> [PROBLEM]: The records below are to be repeated exactly, and their pictures left out.

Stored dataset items
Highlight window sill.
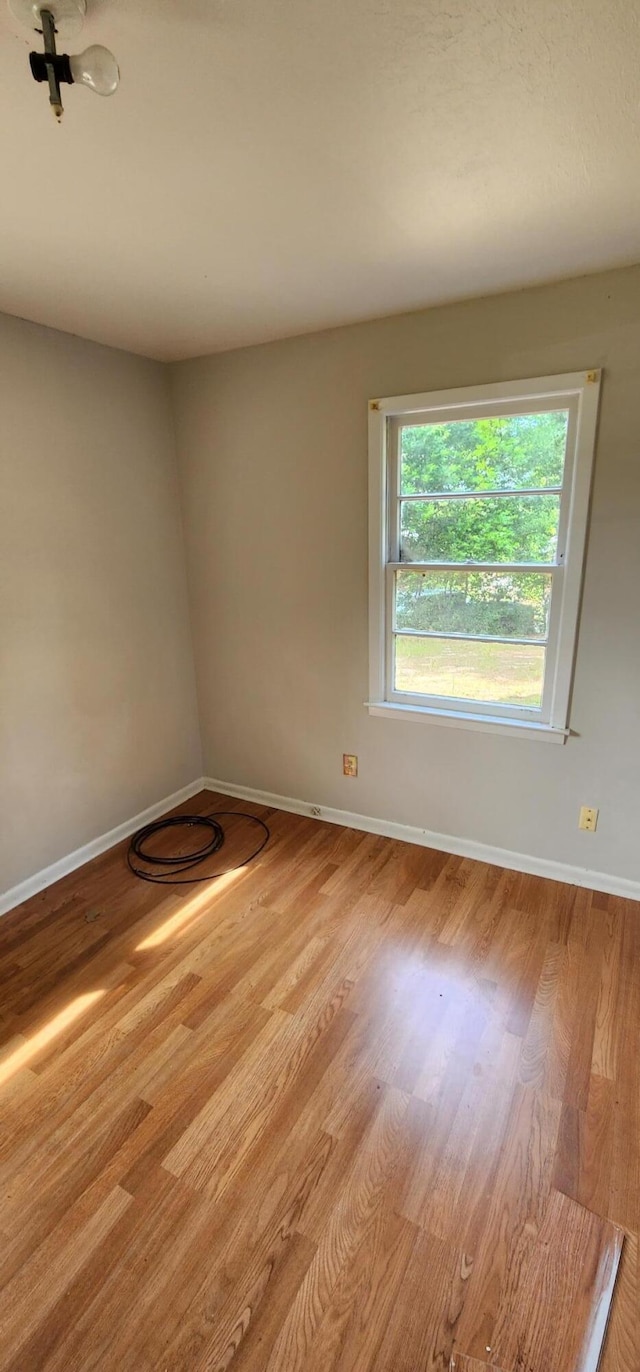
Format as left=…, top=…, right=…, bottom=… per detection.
left=366, top=700, right=569, bottom=743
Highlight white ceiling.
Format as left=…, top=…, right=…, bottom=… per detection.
left=1, top=0, right=640, bottom=361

> [SOLVED EXERCISE]:
Highlight window sill.
Format as left=…, top=…, right=…, bottom=… per detection.
left=366, top=700, right=569, bottom=743
Highlight white ceiling.
Format as left=…, top=…, right=…, bottom=… per detection.
left=1, top=0, right=640, bottom=361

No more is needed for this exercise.